◆ Treść zadania: Zwróć każdy wiersz listingu zawierający ciąg „license”. Wielkość liter ma znaczenie.
═══ Wiersze danych ═══
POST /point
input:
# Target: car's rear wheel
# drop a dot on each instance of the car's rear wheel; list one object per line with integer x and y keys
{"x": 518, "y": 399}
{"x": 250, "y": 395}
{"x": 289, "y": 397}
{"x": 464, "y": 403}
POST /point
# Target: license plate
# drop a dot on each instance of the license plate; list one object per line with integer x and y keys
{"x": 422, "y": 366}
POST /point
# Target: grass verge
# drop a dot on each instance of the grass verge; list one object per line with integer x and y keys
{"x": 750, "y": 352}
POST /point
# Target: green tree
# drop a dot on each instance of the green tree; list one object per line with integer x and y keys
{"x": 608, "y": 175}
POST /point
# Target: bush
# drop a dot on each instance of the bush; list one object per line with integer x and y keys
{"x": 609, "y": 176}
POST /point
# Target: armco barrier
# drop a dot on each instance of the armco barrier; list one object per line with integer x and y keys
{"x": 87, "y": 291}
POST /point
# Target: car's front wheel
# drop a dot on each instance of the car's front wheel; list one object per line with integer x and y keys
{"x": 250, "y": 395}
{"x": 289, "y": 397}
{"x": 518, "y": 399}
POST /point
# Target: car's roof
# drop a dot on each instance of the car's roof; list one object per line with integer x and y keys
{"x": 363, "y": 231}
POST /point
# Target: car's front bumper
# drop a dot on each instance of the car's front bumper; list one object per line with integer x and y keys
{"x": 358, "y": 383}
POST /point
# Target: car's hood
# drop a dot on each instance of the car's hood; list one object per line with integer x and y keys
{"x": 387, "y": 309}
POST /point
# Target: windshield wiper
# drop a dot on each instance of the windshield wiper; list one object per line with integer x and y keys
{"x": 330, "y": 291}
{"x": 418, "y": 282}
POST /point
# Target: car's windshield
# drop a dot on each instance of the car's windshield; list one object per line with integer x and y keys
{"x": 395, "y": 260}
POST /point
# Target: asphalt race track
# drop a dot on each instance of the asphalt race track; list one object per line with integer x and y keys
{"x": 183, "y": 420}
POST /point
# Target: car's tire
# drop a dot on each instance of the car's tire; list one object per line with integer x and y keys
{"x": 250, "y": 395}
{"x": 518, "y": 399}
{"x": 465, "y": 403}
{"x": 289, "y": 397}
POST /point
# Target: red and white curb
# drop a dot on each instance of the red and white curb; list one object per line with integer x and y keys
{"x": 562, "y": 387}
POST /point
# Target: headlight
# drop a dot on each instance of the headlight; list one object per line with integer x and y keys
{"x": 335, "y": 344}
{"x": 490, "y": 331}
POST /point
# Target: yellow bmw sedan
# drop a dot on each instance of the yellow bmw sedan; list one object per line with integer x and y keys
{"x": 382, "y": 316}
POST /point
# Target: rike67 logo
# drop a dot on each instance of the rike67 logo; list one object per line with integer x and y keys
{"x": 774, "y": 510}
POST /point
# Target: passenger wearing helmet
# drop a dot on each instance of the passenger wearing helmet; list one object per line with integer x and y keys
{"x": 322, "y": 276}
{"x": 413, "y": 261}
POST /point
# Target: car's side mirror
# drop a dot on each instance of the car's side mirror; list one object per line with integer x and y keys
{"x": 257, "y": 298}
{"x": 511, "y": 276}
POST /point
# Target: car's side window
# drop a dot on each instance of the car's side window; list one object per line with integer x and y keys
═══
◆ Gotowa odpowiedź:
# Target: license plate
# drop a dot on each instance of the license plate; list one object per line with integer x and y keys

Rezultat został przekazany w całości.